START Page

Because traditional "blocks" do work. But they work principally as deflections of attacks - not literal "blocks" that "stop an attack dead".

Efficient deflections are, by my definition "soft". Inefficient deflections, and most "dead stop" blocks, are "hard". I shall explain and evidence what I mean a bit later. It really does come down to some simple physics.

"Soft blocking" is a very specific skill that is in some ways the very opposite of "hard blocking" and requires years of dedicated practice to understand fully. I believe (controversially, it seems) that the emphasis on "hard blocking" in many (if not most) traditional schools detracts from the understanding of the art and science of deflection.

And so, I propose to detail my position here - to explain how one should execute "soft" blocks, how they differ from "hard" blocks, why they are effective and why "hard" blocks are not.

Almost all blocks are "deflections by another name"!

Most traditional “blocks” as we know them are deflections more than anything else. That is to say, they don’t act to stop a force “head on”. They act to shift a force off its line of attack.

Don’t believe me?

Consider that a jodan/age uke (rising block) does not act to stop an attack “dead” unless that attack is:
  1. a downward chop (a foolish attack and an even more foolish defence!); or
  2. a wild circular swing (another foolish attack, which is better dealt with by punching your opponent as he starts telegraphing his swing).
Ditto chudan uke, etc. All of them are principally used to approach the attack from the side, not meet the attack “head on”. This is true whatever your style of karate or other traditional martial art.

END Page
START Entries

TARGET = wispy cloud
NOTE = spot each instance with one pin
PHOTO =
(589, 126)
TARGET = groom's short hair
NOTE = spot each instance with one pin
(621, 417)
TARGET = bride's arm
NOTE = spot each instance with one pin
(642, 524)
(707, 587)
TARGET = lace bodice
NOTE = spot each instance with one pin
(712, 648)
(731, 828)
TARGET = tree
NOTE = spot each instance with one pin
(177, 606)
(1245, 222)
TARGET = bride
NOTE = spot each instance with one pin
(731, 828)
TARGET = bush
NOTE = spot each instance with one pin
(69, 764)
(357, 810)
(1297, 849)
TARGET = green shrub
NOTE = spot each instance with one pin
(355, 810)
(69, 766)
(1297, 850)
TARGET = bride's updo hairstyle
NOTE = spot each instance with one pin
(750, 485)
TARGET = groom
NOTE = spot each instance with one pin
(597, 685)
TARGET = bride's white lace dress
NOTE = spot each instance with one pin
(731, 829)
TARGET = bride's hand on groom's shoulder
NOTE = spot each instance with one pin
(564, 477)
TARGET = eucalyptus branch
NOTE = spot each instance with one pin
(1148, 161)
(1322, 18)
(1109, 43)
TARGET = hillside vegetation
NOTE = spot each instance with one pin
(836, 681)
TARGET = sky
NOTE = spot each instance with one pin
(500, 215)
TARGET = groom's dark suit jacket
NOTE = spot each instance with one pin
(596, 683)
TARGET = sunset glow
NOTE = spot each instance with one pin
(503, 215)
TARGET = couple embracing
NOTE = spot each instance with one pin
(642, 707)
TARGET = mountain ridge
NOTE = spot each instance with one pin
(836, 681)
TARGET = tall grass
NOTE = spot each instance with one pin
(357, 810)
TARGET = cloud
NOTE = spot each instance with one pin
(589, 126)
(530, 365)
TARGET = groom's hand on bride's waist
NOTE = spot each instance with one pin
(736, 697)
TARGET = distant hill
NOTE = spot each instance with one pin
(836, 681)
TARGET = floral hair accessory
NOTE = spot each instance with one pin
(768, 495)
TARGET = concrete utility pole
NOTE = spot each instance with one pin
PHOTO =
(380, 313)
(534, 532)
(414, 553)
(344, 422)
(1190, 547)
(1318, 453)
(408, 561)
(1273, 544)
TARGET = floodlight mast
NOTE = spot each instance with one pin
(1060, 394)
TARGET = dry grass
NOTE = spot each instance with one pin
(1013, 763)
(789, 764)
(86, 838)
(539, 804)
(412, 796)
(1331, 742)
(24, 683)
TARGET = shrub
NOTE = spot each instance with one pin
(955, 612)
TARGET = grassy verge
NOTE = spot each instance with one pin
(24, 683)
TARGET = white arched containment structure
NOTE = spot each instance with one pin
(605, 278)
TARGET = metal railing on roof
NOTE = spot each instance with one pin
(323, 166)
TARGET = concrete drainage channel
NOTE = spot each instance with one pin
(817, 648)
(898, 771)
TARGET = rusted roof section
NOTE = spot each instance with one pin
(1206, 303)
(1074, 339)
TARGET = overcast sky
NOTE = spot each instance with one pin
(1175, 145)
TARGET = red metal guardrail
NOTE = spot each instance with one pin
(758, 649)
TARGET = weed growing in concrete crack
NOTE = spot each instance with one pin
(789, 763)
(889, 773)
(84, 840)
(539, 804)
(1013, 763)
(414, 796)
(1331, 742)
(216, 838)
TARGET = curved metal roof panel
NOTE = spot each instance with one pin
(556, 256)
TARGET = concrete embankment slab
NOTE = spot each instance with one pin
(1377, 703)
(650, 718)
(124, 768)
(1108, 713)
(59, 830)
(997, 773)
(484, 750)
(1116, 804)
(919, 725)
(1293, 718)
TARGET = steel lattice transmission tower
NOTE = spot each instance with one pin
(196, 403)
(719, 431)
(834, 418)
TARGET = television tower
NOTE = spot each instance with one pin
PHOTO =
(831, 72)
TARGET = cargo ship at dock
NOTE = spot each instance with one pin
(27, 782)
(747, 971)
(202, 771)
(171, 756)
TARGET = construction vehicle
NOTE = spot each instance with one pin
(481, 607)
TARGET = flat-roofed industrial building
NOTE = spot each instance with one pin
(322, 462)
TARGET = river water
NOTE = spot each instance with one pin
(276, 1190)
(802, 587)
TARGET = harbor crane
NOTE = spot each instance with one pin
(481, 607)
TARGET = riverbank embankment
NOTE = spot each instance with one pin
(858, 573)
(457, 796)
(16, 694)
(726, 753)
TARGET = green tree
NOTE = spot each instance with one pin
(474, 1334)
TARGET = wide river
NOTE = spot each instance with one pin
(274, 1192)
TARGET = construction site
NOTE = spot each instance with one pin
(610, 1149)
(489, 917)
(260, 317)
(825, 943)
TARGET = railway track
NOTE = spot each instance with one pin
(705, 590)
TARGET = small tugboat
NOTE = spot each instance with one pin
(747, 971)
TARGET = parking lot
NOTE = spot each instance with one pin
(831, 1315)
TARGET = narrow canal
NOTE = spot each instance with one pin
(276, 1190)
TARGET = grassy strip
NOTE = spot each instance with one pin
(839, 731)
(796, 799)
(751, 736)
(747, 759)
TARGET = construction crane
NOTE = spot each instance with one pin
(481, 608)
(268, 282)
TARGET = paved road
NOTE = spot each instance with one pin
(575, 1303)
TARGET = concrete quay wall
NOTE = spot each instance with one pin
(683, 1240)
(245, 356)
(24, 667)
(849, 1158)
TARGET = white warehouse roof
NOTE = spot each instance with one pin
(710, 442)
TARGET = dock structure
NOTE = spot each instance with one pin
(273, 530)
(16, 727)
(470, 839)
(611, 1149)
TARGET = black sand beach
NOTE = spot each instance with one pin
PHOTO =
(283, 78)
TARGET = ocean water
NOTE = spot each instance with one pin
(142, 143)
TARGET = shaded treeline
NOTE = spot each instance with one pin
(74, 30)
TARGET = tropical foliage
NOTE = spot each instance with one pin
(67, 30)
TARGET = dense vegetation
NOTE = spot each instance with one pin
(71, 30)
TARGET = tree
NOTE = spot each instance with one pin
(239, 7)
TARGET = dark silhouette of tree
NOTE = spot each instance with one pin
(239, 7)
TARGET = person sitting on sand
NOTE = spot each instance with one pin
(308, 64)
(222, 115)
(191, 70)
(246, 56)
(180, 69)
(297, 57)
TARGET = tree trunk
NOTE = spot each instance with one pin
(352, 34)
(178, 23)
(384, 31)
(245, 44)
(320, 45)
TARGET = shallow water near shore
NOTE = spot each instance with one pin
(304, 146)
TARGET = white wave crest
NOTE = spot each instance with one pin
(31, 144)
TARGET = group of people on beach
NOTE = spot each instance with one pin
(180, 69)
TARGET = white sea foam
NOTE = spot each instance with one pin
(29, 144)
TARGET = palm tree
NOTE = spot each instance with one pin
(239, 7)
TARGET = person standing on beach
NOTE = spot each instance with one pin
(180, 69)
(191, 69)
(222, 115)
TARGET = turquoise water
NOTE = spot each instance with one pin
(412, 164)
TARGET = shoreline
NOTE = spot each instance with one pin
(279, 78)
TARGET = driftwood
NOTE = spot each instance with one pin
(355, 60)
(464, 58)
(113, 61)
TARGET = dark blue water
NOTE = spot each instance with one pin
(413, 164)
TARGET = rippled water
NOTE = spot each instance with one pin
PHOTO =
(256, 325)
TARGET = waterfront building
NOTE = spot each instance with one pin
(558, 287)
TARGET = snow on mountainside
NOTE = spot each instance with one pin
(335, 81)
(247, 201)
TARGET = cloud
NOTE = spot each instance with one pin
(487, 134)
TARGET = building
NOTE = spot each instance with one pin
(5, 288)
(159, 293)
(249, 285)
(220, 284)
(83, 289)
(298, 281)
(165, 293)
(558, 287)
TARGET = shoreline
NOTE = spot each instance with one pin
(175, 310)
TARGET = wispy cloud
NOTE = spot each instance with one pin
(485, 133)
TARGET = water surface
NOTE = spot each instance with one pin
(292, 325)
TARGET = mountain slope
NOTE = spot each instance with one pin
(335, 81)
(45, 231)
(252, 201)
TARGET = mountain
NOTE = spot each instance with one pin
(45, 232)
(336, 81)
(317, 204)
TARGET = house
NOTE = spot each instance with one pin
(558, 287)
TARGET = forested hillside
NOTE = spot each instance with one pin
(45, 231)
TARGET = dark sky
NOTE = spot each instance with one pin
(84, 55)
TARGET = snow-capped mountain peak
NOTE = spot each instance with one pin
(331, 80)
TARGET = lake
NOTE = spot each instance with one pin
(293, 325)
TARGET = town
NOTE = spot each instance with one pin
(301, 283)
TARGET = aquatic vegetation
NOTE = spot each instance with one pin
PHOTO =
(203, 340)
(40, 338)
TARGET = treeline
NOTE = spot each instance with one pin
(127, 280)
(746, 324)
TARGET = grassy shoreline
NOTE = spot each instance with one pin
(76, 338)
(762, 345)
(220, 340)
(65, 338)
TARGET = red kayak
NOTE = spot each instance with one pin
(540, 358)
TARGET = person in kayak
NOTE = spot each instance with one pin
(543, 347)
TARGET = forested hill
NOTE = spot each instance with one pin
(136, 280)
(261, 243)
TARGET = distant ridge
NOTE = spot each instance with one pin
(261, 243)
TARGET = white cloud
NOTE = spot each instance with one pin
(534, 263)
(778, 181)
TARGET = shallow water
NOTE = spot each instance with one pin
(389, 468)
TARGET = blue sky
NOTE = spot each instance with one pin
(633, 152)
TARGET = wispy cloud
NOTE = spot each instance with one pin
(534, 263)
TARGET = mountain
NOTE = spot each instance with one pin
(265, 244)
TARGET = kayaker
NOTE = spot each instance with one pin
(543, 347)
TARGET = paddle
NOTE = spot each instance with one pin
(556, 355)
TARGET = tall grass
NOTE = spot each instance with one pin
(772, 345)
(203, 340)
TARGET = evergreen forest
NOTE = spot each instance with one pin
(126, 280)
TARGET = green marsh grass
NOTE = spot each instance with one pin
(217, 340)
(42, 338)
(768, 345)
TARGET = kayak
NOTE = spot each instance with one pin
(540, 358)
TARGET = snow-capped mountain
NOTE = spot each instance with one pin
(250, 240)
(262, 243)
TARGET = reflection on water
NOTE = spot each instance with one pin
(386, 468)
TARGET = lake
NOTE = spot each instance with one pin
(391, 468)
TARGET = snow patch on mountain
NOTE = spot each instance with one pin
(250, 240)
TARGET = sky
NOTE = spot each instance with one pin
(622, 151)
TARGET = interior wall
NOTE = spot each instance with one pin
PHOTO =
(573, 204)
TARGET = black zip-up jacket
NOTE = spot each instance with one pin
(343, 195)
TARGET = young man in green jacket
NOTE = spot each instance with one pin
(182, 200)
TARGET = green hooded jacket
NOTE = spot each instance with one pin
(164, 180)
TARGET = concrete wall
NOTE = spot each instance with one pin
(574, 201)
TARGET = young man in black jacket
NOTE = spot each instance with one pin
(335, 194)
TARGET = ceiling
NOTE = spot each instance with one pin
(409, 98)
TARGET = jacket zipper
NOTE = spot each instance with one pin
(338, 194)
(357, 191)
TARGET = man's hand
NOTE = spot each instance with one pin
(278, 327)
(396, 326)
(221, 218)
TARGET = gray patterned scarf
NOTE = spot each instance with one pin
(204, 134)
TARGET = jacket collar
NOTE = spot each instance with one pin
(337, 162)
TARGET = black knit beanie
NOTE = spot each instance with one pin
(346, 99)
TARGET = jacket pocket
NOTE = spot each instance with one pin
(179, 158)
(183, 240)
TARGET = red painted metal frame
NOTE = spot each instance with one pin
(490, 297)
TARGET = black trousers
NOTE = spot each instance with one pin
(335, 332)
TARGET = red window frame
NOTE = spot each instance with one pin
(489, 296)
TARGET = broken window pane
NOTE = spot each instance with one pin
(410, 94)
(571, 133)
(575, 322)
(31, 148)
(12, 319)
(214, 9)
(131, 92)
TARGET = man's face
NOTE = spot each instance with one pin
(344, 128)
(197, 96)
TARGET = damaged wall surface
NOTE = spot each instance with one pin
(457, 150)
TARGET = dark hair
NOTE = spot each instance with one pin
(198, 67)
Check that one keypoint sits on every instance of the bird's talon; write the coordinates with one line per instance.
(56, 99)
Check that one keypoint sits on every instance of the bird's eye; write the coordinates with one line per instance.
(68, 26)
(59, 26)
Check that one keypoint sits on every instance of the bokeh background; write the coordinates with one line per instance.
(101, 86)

END Entries

Problem set:
• a. Reproduce the part of the karate blocking text between "Ditto chudan uke, etc." and "traditional martial art.", inclusive.
• b. Shift every coordinate in the records by adding 89 to each number, and restate all the lines between the start of the records and the line holding "(1245, 222)", inclusive, with the requests included.

Answers to each task:
• a.
Ditto chudan uke, etc. All of them are principally used to approach the attack from the side, not meet the attack “head on”. This is true whatever your style of karate or other traditional martial art.

• b.
TARGET = wispy cloud
NOTE = spot each instance with one pin
PHOTO =
(678, 215)
TARGET = groom's short hair
NOTE = spot each instance with one pin
(710, 506)
TARGET = bride's arm
NOTE = spot each instance with one pin
(731, 613)
(796, 676)
TARGET = lace bodice
NOTE = spot each instance with one pin
(801, 737)
(820, 917)
TARGET = tree
NOTE = spot each instance with one pin
(266, 695)
(1334, 311)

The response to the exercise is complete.